*Page text:*
□ □ □

Doctors issue Stage-3 warning

Doctors issue Stage-3 warning

Nation 'not equipped' for full-on epidemic

Staff busily clean Mor Chit bus terminal in Chatuchak district of Bangkok on Friday, when the Public Health Ministry announced five new local Covid-19 cases. (Photo: Nutthawat Wicheanbut)
Staff busily clean Mor Chit bus terminal in Chatuchak district of Bangkok on Friday, when the Public Health Ministry announced five new local Covid-19 cases. (Photo: Nutthawat Wicheanbut)

An association of chest physicians is calling on the government to prepare for Covid-19 to become a "Stage 3", full-blown epidemic in Thailand while slamming the authorities' slow response to the spread of the disease.

On its Facebook page, the Thoracic Society of Thailand issued an emotionally charged statement warning that the country might not be equipped to deal with a drastic escalation in the number of cases.

This week's rise in the number of cases, particularly those attributed to local transmission, indicates that the country is beginning to enter Stage 3, according to the statement.

The society said it has been trying to alert agencies involved of the need for preparations. "And though there is a degree of response, this is still not enough to deal with this major health crisis," according to the official statement.

□ □ □

*Entries shown:*
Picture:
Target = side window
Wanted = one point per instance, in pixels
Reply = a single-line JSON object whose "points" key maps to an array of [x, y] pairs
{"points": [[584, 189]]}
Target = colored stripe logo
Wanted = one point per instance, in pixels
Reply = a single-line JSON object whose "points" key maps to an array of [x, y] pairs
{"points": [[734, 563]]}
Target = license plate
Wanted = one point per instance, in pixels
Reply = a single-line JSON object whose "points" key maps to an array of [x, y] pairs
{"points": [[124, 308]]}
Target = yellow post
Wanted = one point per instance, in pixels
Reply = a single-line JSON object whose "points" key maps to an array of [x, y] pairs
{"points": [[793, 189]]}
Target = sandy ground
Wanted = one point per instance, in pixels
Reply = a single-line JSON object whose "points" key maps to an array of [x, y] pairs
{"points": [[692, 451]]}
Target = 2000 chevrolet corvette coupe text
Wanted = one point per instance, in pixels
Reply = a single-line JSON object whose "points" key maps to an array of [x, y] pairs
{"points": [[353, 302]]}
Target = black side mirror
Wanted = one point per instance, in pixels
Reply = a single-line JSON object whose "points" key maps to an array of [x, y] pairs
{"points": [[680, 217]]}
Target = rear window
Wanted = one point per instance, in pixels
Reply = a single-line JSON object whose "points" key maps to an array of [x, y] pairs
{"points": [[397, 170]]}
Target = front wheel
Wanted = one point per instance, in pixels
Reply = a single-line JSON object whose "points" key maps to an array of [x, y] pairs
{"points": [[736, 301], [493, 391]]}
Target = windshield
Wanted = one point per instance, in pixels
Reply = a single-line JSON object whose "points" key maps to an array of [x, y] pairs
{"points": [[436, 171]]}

□ □ □

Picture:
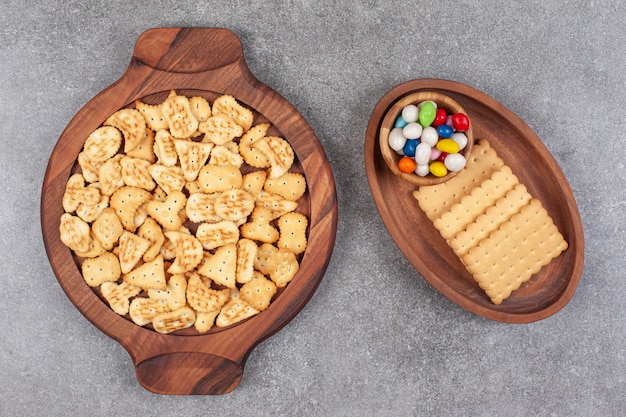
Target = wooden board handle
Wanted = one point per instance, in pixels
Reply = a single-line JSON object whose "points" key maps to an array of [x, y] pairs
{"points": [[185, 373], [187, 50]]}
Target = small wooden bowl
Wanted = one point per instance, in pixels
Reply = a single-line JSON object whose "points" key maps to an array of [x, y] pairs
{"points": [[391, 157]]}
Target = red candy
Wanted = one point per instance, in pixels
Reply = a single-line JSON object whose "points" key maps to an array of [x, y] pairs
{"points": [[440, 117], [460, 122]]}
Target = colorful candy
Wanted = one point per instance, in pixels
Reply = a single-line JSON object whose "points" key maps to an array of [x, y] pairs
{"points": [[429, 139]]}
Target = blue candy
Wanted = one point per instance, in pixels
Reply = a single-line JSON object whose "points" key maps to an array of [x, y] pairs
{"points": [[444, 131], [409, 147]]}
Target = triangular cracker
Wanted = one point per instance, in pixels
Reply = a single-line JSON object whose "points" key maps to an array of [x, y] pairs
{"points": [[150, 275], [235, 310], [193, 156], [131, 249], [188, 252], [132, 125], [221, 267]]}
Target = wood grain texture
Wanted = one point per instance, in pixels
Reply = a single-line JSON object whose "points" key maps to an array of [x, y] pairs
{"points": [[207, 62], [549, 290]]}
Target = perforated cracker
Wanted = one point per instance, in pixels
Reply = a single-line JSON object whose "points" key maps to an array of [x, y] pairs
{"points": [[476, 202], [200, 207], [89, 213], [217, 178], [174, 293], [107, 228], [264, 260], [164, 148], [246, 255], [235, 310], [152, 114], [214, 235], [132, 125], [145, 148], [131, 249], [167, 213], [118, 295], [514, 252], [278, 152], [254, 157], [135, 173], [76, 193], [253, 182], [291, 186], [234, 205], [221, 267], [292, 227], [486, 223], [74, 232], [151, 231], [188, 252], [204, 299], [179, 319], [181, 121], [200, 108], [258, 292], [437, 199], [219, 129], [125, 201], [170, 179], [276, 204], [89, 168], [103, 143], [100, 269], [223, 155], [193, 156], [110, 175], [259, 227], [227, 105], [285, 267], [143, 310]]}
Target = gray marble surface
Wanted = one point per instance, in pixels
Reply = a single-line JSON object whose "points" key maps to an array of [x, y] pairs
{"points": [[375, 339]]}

□ □ □

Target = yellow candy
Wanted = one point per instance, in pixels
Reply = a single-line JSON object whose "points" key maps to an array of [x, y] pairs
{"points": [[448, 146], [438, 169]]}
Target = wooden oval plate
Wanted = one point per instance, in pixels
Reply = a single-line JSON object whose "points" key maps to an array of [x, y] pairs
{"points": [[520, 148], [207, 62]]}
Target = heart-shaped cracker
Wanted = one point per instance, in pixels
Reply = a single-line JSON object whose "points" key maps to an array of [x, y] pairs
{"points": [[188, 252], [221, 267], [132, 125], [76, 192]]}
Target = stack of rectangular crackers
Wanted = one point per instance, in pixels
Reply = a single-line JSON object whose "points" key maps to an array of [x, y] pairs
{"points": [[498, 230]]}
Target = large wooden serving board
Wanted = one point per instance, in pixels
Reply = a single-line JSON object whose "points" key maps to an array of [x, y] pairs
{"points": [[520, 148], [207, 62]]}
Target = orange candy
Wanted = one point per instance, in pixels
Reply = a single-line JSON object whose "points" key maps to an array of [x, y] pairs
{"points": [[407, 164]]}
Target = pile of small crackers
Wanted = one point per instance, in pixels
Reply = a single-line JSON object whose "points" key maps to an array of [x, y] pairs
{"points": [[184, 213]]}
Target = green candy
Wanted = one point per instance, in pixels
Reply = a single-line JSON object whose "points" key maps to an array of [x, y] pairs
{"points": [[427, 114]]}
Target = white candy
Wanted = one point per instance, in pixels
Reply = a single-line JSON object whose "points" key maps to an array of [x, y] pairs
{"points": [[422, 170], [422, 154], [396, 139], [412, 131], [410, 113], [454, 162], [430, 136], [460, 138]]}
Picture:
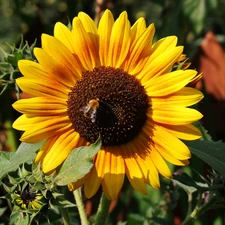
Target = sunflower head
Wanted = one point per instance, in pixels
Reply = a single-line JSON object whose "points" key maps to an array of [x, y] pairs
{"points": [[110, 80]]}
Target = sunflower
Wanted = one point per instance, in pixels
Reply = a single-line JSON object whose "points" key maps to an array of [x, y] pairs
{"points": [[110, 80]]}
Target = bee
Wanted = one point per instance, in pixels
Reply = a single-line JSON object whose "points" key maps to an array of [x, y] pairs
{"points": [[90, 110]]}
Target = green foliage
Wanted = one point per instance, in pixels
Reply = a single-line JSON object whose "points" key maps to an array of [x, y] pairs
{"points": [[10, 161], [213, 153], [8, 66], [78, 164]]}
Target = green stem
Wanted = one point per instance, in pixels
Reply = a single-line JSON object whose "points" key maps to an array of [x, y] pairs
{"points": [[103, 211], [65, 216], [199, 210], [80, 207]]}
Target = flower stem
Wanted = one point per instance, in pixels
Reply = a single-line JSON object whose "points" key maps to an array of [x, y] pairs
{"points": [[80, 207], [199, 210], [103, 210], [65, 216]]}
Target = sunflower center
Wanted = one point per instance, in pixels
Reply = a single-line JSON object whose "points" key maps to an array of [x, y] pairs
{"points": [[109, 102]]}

□ □ □

*Activity:*
Answer these questions from the Stage-3 warning article:
1. How many new local Covid-19 cases did the Public Health Ministry announce on Friday?
2. Where did the Thoracic Society of Thailand post its statement?
3. According to the statement, what does this week's rise in cases indicate?

*Task result:*
1. Five.
2. On its Facebook page.
3. That the country is beginning to enter Stage 3.